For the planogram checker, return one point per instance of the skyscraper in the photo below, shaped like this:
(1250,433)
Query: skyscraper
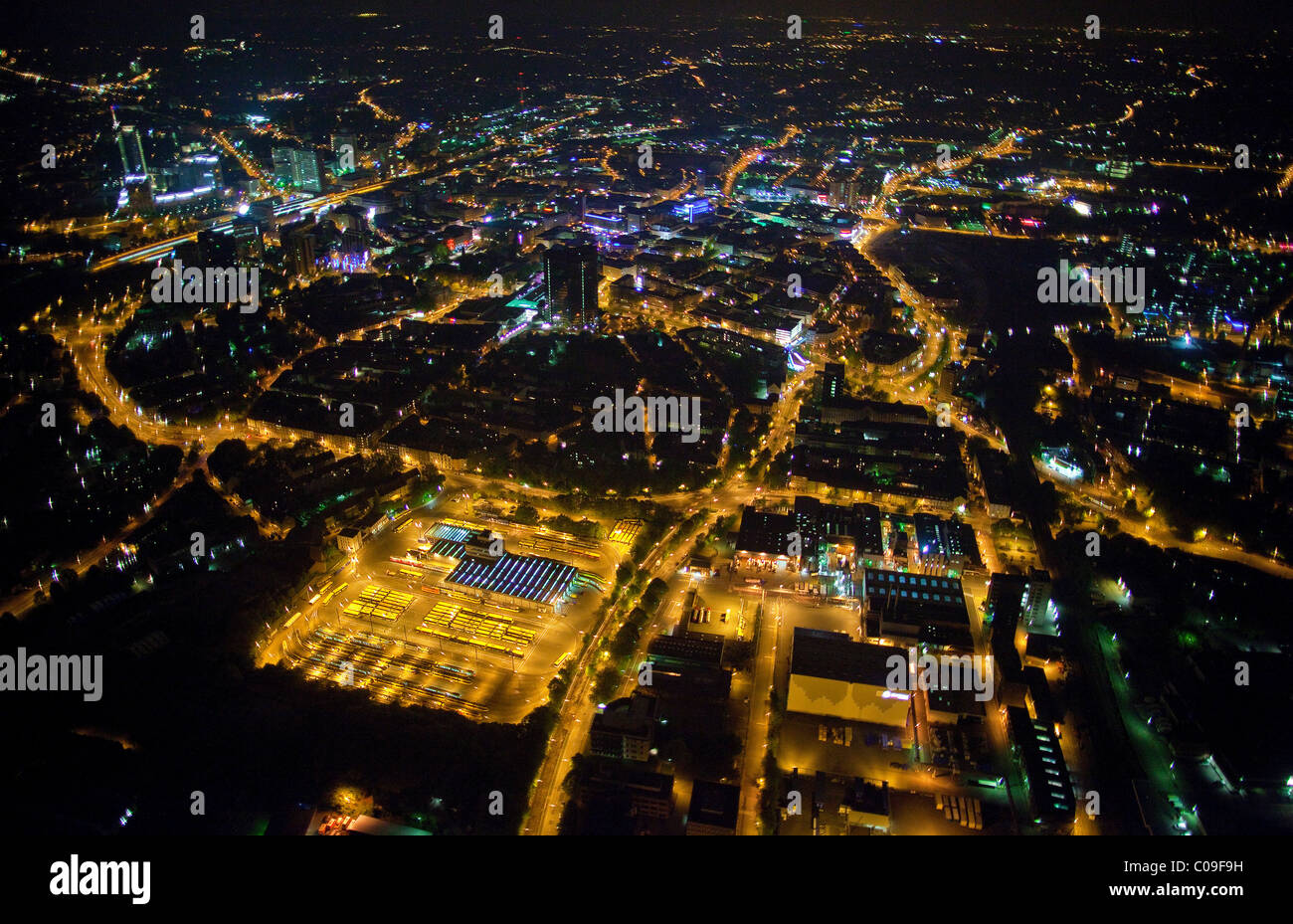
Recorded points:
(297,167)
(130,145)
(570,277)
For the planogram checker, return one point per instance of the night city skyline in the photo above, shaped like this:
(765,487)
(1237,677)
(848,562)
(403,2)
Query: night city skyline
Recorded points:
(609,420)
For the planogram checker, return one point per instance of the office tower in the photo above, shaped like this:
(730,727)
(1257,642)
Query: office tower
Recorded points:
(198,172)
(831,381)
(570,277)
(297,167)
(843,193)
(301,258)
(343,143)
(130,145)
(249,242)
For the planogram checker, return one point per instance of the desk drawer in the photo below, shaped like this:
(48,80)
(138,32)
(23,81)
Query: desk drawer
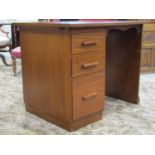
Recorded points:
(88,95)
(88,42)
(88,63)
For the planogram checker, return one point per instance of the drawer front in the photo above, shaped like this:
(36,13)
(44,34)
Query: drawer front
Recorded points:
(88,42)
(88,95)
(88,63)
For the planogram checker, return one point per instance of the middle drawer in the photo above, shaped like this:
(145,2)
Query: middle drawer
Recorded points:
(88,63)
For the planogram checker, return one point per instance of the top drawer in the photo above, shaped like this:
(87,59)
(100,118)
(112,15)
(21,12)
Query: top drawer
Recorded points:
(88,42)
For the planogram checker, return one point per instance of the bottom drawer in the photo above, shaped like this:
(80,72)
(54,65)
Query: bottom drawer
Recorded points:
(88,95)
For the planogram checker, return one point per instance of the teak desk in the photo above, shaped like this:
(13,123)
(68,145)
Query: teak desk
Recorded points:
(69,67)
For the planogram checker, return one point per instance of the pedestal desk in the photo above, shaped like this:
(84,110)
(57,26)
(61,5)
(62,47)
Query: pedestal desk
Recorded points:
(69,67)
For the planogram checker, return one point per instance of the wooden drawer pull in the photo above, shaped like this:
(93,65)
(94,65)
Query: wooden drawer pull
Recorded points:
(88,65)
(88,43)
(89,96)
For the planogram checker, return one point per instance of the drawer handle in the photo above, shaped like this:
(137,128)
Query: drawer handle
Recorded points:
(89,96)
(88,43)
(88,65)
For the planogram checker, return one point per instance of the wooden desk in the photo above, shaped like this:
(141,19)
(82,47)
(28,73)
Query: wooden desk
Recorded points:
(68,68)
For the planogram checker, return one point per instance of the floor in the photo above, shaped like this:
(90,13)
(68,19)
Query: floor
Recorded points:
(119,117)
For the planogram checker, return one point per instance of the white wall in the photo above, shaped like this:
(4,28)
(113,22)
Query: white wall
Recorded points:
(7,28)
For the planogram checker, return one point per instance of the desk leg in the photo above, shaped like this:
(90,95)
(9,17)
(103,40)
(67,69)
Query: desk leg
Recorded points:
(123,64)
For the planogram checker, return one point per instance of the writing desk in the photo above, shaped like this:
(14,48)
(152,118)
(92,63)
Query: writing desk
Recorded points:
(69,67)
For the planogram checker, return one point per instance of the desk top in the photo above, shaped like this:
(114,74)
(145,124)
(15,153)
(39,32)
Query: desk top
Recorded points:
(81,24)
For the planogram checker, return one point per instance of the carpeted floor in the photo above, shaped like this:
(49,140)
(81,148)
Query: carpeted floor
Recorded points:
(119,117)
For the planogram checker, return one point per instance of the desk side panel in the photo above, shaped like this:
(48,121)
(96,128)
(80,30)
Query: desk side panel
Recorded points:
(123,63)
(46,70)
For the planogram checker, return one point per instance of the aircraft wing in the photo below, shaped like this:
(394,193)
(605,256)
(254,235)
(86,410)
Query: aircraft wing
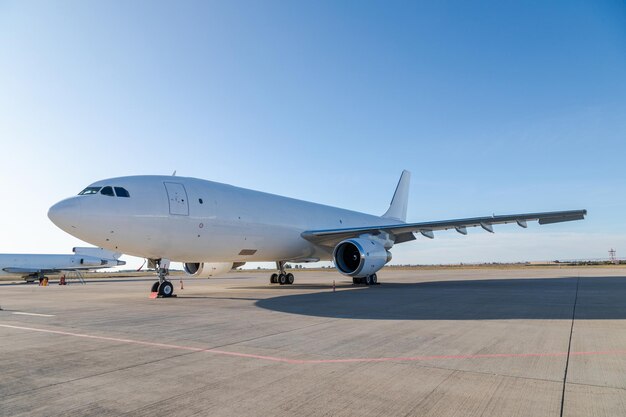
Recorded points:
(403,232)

■ The exercise ■
Rewrite every one of the records above with "planogram checker" replaced by "shelf auditor" each time it occurs, keeping everything else unchanged. Leave the pictures out.

■ Written answer ■
For the shelf auditor, return one point per instance of the skyscraper in the photo below, shaped like this:
(1250,433)
Query: skyscraper
Recorded points:
(297,167)
(130,145)
(570,277)
For the shelf auditor, return one point per instance of the night city skyline in the photo above, shaped like this:
(765,487)
(1237,677)
(848,562)
(403,2)
Query: night city skyline
Recorded points:
(609,420)
For the shelf auditor, return one point per instance of the office tower in the photo above, shaped like this:
(730,727)
(1257,642)
Query: office tower
Recorded points:
(198,172)
(831,381)
(570,277)
(297,167)
(843,193)
(301,258)
(343,143)
(130,145)
(249,242)
For the shelf auditor, return one point per instance of the desk drawer in the photo below, shaped like this:
(48,80)
(138,32)
(23,81)
Query: desk drawer
Recorded points:
(88,95)
(88,42)
(88,63)
For the shelf auditor, return one point per instance of the drawer front in the photo above, shaped like this:
(36,13)
(44,34)
Query: drawer front
Recorded points:
(88,42)
(88,95)
(88,63)
For the shelf auditor, return one point per instance of the middle drawer in the photo above, shaped like this:
(145,2)
Query: middle drawer
Recorded points:
(88,63)
For the shelf auditor, return one point per instance of the top drawer in the photo above, shaped like this:
(87,59)
(100,118)
(112,15)
(21,12)
Query: top drawer
Recorded points:
(88,42)
For the shelf auditor, return one point per instance of the bottom drawer in the photo above, shaped like this:
(80,72)
(54,65)
Query: bottom drawer
Recorded points:
(88,95)
For the shelf auditor, return one point per instance of the teak desk in the photo above, shaped like this:
(13,123)
(68,145)
Query: teak desk
Recorded points:
(69,67)
For the shelf auditor, return one point per instance of the pedestal desk in the photo above, shaped like this:
(84,110)
(57,26)
(61,5)
(62,47)
Query: pedestal desk
Recorded points:
(69,67)
For the shelf auditor, return one point per instance of the wooden drawer pull in the photo above, shaped like this:
(93,65)
(94,65)
Query: wooden drawer pull
Recorded points:
(88,65)
(88,43)
(89,96)
For the shelf auditor, return one point per instance of the drawer handle in the photo above, shaped like this:
(137,128)
Query: drawer handle
Recorded points:
(89,96)
(88,43)
(88,65)
For the shelf auditor, return one point per instance of the wooden desk in the photo above, shaped like this:
(141,19)
(82,47)
(28,73)
Query: wooden desk
Recorded points:
(68,68)
For the shelf auditor, return one point per instance of the floor in the photo above, shaped like this:
(90,13)
(68,19)
Query: floor
Recorded points:
(119,117)
For the shelf auditor, return one point per instance of the white wall in the photo above, shaped like this:
(4,28)
(113,22)
Query: white wall
Recorded points:
(7,28)
For the shelf auditor, return one point per instance of the desk leg in the photo above, shaped like this:
(90,95)
(9,17)
(103,40)
(67,69)
Query: desk leg
Recorded points:
(123,64)
For the shelf auditor, return one point per instance of the writing desk in the photo above, shaped like this:
(14,48)
(152,118)
(92,63)
Query: writing desk
Recorded points:
(69,67)
For the shelf auditor, return one point per instance of the desk top in the photo above, shaped like this:
(114,74)
(145,124)
(15,153)
(39,32)
Query: desk top
Recorded points:
(81,24)
For the shelf auditor, return one point per instance of the carpeted floor in the photo above, shaped like this:
(49,140)
(81,148)
Query: carpeted floor
Recorded points:
(119,117)
For the shelf auditor, return one point per instance of the desk side panel in the photo above, shaped like this:
(48,121)
(96,128)
(80,30)
Query: desk side panel
Recorded points:
(123,63)
(46,70)
For the shelf auditor, return one point per instance of the aircraft wing in the photo below, shaped like this:
(394,193)
(605,256)
(254,235)
(86,410)
Query: aircraft wing
Recorded points:
(403,232)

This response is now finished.